Data provided
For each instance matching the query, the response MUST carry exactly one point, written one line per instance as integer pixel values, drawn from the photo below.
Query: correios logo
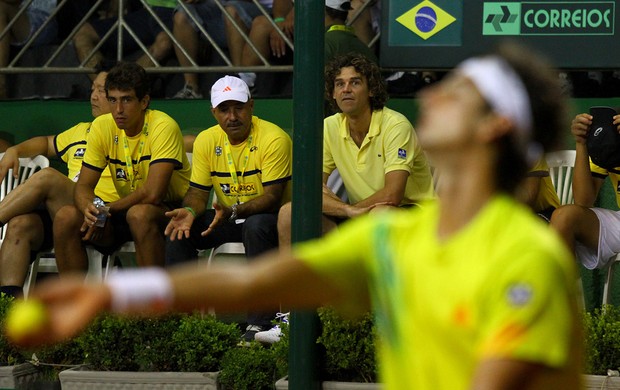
(426, 19)
(549, 18)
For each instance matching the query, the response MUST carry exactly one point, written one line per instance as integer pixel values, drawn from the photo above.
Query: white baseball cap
(229, 88)
(339, 5)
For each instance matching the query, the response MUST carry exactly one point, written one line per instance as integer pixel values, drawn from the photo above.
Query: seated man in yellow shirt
(469, 292)
(143, 150)
(375, 149)
(28, 210)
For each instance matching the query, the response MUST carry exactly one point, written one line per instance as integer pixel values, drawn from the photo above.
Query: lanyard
(341, 27)
(128, 161)
(231, 163)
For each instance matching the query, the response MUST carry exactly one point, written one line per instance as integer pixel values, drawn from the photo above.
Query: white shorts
(608, 240)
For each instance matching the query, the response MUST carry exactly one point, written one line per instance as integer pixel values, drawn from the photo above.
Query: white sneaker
(274, 334)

Problem description
Please output every record above exactly as written, leaving out the pictures.

Task solution
For each instance matching the query, the response MUST carry exactly one point, written one line per instance as integer pixel values, drawn from the photo below.
Query: correios logo
(426, 19)
(549, 18)
For each instance matching the query, the response MUST carry exactly one point, written one line per instance as integer pixel values, drawn from the photo above.
Query: white baseball cap
(229, 88)
(339, 5)
For each instance matching the query, the response MUST carry exactly one point, written one line per instance as integer pixel values, drawn from the photo above.
Query: seated man in yellow shirt
(469, 292)
(143, 150)
(375, 149)
(28, 210)
For each instance matching the query, the response MUST carry exactly one point, written one line per instance as integer pixel values, drawn from the photo above.
Query: lanyard
(341, 27)
(128, 161)
(231, 163)
For each instance matching the query, the response MUST carry exactly one point, written one line per instance as integer pixel values, drawn from the photo above.
Query: white shorts
(608, 240)
For each instance matching the query, the response MUST carry exactly one point, written one line per instance as integer pixel values, drawn from the photo above.
Query: white sneaker
(274, 334)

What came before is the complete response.